▶ _Problems and tasks_
1. Reproduce the passage of the Sewickley Township defibrillator article that opens with the words containing "At their meeting" and closes with "Rillton fire departments.", putting "fire truck" wherever "emergency vehicle" occurs.
2. According to the Sewickley Township defibrillator article, how many automated external defibrillators did fire company officials ask the supervisors to purchase?
3. Carry on the Sewickley Township defibrillator article from the point where it stops.

▶ _Text segment_
......
Sewickley Township supervisors debate buying defibrillators
By Joe Napsha
Published: Friday, Sept. 20, 2013, 12:01 a.m.
The Sewickley Township supervisors are considering using some of the $212,789 the community will receive from the state's Marcellus shale gas well impact fee to purchase life-saving devices for the township recreation center, four fire volunteer fire departments and municipal building.
At their meeting this week, the three supervisors did not support a request from fire company officials to purchase 14 automated external defibrillators — one for each emergency vehicle in the Hutchinson, Lowber, Herminie and Rillton fire departments.
The portable automated external defibrillator checks the heart rhythm and can send an electric shock to the heart to try to restore a normal rhythm. AEDs are used to treat sudden cardiac arrest, according to the National Heart Lung and Blood Institute.
Supervisors Wanda Layman and Joseph Kerber favored buying two of the devices for each department, while Supervisor Alan Fossi said he would buy just one AED for each department.
Fire department officials are concerned that some of the vehicles do not have AEDs, Fossi said. Two of the companies favor one AED model, and two fire companies wanted another, Fossi said.
......
▶ _Records provided_
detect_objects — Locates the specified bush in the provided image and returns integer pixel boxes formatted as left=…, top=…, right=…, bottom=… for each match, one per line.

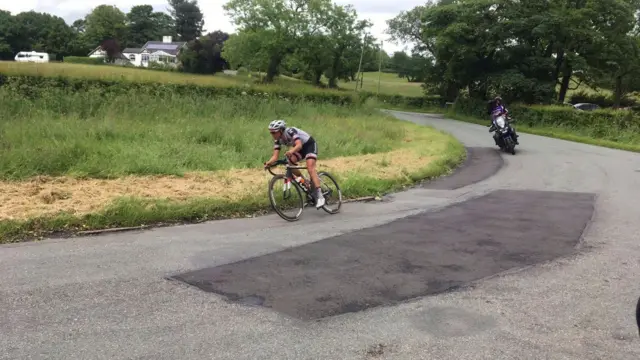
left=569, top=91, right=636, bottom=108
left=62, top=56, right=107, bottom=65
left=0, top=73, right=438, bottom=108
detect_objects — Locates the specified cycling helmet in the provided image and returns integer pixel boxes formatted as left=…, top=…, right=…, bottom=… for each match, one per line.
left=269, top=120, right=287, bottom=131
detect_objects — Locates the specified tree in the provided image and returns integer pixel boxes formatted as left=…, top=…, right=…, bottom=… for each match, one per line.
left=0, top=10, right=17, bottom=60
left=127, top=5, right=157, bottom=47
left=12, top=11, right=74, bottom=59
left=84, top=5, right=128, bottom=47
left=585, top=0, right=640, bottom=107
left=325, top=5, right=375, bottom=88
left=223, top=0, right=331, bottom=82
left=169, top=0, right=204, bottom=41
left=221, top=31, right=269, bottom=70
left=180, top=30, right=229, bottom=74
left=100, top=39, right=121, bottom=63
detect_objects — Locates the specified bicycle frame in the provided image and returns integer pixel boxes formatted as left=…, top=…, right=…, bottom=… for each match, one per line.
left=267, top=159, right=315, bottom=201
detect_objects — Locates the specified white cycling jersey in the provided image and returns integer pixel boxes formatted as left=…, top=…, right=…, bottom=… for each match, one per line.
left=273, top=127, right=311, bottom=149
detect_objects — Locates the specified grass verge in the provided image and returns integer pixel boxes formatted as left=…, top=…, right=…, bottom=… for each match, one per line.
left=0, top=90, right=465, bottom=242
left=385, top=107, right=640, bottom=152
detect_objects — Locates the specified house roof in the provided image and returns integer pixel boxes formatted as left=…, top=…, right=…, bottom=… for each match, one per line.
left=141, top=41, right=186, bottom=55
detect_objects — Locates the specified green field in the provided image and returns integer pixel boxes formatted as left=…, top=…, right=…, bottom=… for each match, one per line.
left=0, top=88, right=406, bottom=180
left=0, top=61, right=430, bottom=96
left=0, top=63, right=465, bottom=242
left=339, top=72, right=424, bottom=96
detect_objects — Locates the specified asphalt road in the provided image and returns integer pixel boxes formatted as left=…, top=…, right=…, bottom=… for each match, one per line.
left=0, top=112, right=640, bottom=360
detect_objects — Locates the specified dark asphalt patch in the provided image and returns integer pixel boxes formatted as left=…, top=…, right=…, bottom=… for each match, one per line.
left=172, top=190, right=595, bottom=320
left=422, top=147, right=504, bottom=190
......
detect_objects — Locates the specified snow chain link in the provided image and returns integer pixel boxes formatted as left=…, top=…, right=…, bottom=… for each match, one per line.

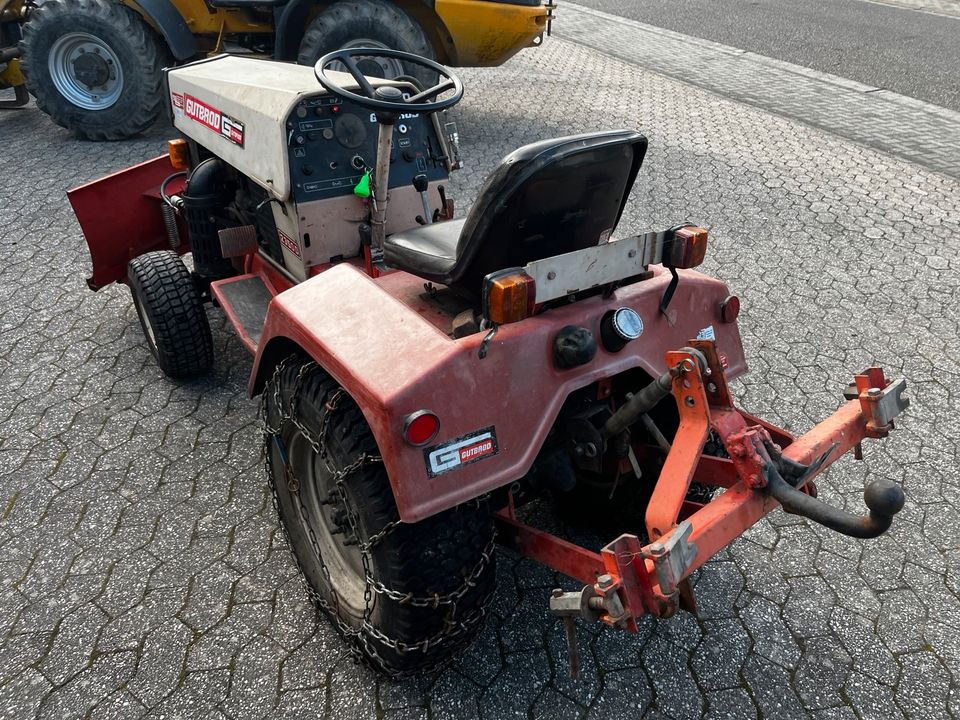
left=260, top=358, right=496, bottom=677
......
▶ _Answer section_
1.
At their meeting this week, the three supervisors did not support a request from fire company officials to purchase 14 automated external defibrillators — one for each fire truck in the Hutchinson, Lowber, Herminie and Rillton fire departments.

2. Fourteen, one for each emergency vehicle in the four fire departments.

3.
Layman said she wants an AED for the municipal building, one for the township public works truck and one at the township recreation center. Fossi said he favors placing one device at the township garage, one in a township vehicle and two at the recreation center.
Kerber said he wants more information before making a decision on buying the devices. The cost of 14 AEDs could range from $20,540, as proposed by Zoll Medical Corp. of Chelmsford, Mass., to $30,302, as offered by Physio-Control Inc. of Redmond, Wash. Phillips Healthcare of Andover, Mass., quoted a price of $23,033.
Some features of the AEDs and the services offered differ among the vendors, Layman said. Zoll's device tells the user whether chest compressions they are giving a cardiac arrest victim are sufficient.
“That might save a life,” Layman said.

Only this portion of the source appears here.